■ WHAT IS NEEDED ■
If an entry holds a picture, drop the picture but restate the entry word for word.

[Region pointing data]
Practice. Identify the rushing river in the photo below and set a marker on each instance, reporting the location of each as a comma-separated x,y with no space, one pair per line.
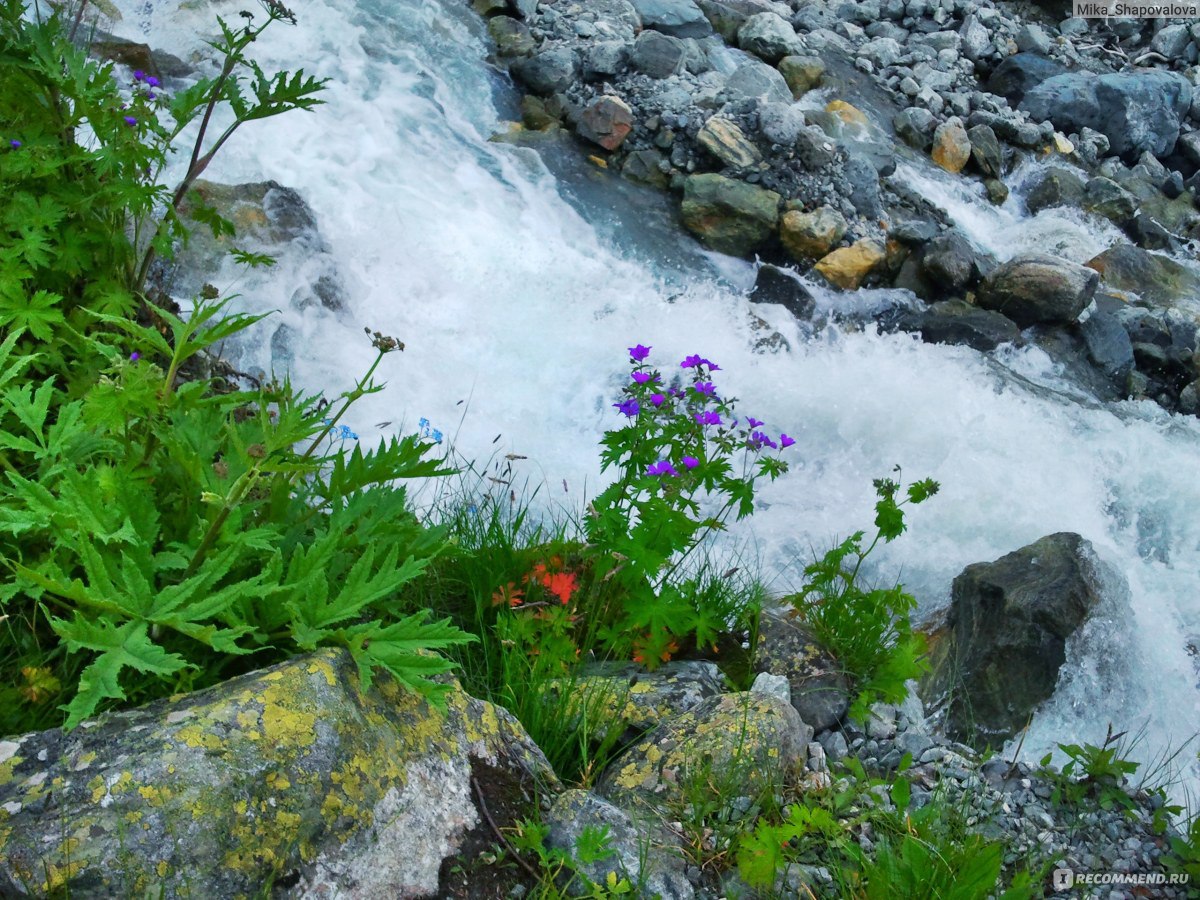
517,288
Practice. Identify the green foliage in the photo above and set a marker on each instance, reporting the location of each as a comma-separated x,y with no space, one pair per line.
868,629
162,529
559,871
1093,772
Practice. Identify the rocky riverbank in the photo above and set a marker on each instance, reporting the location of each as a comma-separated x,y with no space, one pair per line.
780,127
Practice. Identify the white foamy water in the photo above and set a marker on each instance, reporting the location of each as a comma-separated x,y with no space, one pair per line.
517,294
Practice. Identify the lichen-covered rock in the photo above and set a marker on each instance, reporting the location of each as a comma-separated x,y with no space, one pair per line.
287,774
730,216
820,689
847,267
811,235
736,743
628,694
642,851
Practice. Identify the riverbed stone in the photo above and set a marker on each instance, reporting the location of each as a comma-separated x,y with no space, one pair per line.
727,215
293,773
819,683
1008,627
606,121
808,237
846,268
1036,288
736,743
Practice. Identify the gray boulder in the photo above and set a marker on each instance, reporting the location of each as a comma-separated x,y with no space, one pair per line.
1137,111
678,18
1035,288
1006,635
769,36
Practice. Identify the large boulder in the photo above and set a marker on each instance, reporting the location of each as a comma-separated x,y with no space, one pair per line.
1036,288
1007,635
1138,112
291,774
1158,280
737,743
730,216
678,18
1020,73
819,684
769,36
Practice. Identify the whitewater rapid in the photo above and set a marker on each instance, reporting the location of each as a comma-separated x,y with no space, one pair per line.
519,291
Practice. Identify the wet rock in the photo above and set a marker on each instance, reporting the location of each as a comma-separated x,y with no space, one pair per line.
808,237
1021,72
779,286
549,71
1156,279
742,743
606,121
820,689
1055,187
293,773
1036,288
725,141
802,73
952,147
1107,198
960,323
846,268
678,18
1137,111
755,79
658,55
915,126
769,37
511,37
730,216
985,151
1008,628
642,851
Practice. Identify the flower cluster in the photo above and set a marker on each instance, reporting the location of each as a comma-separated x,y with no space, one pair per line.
427,431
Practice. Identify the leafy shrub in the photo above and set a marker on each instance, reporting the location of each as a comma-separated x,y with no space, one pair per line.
868,629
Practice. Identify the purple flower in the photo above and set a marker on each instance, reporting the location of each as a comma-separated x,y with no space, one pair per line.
759,439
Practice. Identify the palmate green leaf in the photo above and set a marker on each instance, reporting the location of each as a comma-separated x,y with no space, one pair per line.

■ EXPECTED ANSWER ■
Practice. Identify the rushing river in the photo below and set a marker on each instance, reporting the location of each as a comma-separated x,y with no space, one pair per line.
517,288
Practice. Identify the green foliage in the photo above and set a marker on each instance, reporting the location of each as a comma-separated x,y with no space, one pair per line.
868,629
162,529
559,871
1093,772
Practice. Identify the rocky riverbank in the photo above and set a marker on each instance, reporting the location of each as a comma-separated x,y with no space, one pair per line.
780,127
Practice. Identify the white foamy water in the photo above and set a marker on each instance, reporting the location of each as a comma-separated x,y with no space, one pair per line.
517,294
Practice. Identify the lichen-covered rock in the photo above and set a marker on each instance, reporting the location of each as a comma-separated x,y with no space, one pair per line.
287,774
730,216
820,689
847,267
811,235
736,743
628,694
642,851
Practice. Identify the riverbed stone in the photo above and set a marker on each instance, reporting the location of each as a comma-separated x,y with no space, one pair per line.
727,215
293,773
819,683
1008,627
606,121
808,237
846,268
1036,288
736,743
Practice. Identify the gray boulder in the photo above and set a marker on each instance, reporting the location of each as a comma-separated x,y with no space, one pair per line.
1137,111
678,18
1035,288
1006,635
769,36
Practice. Identify the large boulder in the photo above and set a marker on each instance, reporting the location of each as a comma-separated x,y with no space, one pair per line.
1036,288
1007,635
1138,112
291,774
1158,280
737,743
730,216
678,18
1020,73
819,684
769,36
Practice. Identify the whitewater rapid in the photo above and set a marker on each instance, reporting the location of each as a comma-separated x,y with no space, one pair per line.
519,291
Practice. Identify the wet rock in the photo above and set a marker on each instance, reporting the location of each as a comma-separated x,y with no space, one pair per line.
808,237
1021,72
779,286
549,71
1156,279
742,743
606,121
820,689
1055,187
293,773
1036,288
725,141
802,73
952,147
1107,198
960,323
846,268
678,18
1137,111
755,79
658,55
915,126
769,37
511,37
730,216
985,151
1008,628
642,851
Practice. Identify the flower cluster in the photo above and set a marker on each instance, reporting the location of each as a comma-separated x,y with no space, one pair per line.
427,431
Practice. Identify the leafy shrub in the photo above and set a marker on each instance, reporting the location of each as a comma-separated x,y with no space, one pair per line.
868,629
Practice. Identify the purple flower in the photo above and set a marker on each instance, reporting the location of each as a comma-separated x,y with no space, one pair per line.
759,439
Practice. Identify the palmate green leaf in the photo above and set a marker on each instance, reporting the location of each as a comma-separated x,y with no space, one pair per line.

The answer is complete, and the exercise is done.